▶ **Excerpt provided**
The unionist politicians and loyalist paramilitary leaders have no right to speak for Protestant workers! It is only because there is no independent working-class voice, because the trade unions do not speak for workers, that right-wing sectarians can falsely claim to be their voice.

A revolutionary trade union leadership would call for political strike action against loyalist provocation and would proactively organise self-defence. The problem is precisely the lack of such leadership. In its absence the situation will remain volatile.

No one, other than a tiny fringe, wants to return to the violence of the past. But in 1968, the first of Ian Paisley’s counter-demonstrations against the Civil Rights movement were relatively tiny. Yet they acted like a spark against a powder keg.

The mood can change very quickly if lives are lost. It can turn into a mood of revulsion towards the instigators of the violence – and it can also turn into moods for revenge.

We are living through a critical moment in Ireland’s history. The decay of British capitalism has revived the ghosts of the past and pushed Ireland once more to the brink. It is tempting in these moments to imagine there are shortcuts. There are none. Under capitalism, the dangers of renewed violence, bloodshed and even civil war will be ever present.

The organised working class has the power to bring the violence to an end. We have seen a glimpse of this power with the bus drivers.

▶ **What you are asked to do**
Retype the stretch of the excerpt on Northern Ireland's sectarian tensions from "The mood can" through "moods for revenge.", word for word.

▶ **Material shown**
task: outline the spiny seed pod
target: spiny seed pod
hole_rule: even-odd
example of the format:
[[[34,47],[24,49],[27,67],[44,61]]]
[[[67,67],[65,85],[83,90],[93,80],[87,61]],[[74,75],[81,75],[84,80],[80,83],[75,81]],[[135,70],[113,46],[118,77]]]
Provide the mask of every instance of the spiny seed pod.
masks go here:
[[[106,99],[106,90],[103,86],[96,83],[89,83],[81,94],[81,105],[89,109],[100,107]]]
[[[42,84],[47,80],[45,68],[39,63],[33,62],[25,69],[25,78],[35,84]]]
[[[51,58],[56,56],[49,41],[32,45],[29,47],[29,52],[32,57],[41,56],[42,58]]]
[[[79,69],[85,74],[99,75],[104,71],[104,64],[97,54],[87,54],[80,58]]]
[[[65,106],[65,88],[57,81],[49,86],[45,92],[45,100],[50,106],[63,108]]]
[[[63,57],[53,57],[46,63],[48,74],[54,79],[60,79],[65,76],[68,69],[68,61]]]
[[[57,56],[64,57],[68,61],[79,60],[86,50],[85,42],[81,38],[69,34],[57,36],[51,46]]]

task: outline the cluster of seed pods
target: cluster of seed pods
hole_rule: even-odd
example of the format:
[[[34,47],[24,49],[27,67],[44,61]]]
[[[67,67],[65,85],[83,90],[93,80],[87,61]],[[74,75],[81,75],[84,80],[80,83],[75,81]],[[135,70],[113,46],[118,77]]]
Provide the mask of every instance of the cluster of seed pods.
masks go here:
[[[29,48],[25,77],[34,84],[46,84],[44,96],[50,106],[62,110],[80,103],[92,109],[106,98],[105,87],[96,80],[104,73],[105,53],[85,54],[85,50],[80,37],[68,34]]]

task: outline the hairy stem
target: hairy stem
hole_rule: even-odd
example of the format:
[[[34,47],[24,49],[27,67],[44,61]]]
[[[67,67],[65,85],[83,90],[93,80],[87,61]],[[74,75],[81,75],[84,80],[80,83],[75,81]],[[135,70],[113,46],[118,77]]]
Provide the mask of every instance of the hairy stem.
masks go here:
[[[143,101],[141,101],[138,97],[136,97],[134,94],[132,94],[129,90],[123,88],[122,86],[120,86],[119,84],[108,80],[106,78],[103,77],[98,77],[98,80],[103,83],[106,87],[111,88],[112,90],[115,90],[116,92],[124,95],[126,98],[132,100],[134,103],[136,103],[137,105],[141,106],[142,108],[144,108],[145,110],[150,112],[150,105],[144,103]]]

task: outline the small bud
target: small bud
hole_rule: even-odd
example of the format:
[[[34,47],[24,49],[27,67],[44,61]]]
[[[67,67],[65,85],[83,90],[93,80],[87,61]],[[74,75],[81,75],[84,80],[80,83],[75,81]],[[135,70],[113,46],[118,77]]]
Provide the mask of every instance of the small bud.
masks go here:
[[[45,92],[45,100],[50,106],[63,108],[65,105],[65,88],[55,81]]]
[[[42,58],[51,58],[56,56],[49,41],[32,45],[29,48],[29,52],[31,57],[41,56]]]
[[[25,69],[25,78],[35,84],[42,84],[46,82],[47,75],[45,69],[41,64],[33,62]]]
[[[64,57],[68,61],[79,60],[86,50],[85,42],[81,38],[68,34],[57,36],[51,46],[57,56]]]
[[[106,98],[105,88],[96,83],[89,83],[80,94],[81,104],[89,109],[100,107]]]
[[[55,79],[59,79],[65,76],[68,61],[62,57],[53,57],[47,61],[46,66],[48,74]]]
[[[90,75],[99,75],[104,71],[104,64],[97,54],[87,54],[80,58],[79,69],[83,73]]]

▶ **Exercise response**
The mood can change very quickly if lives are lost. It can turn into a mood of revulsion towards the instigators of the violence – and it can also turn into moods for revenge.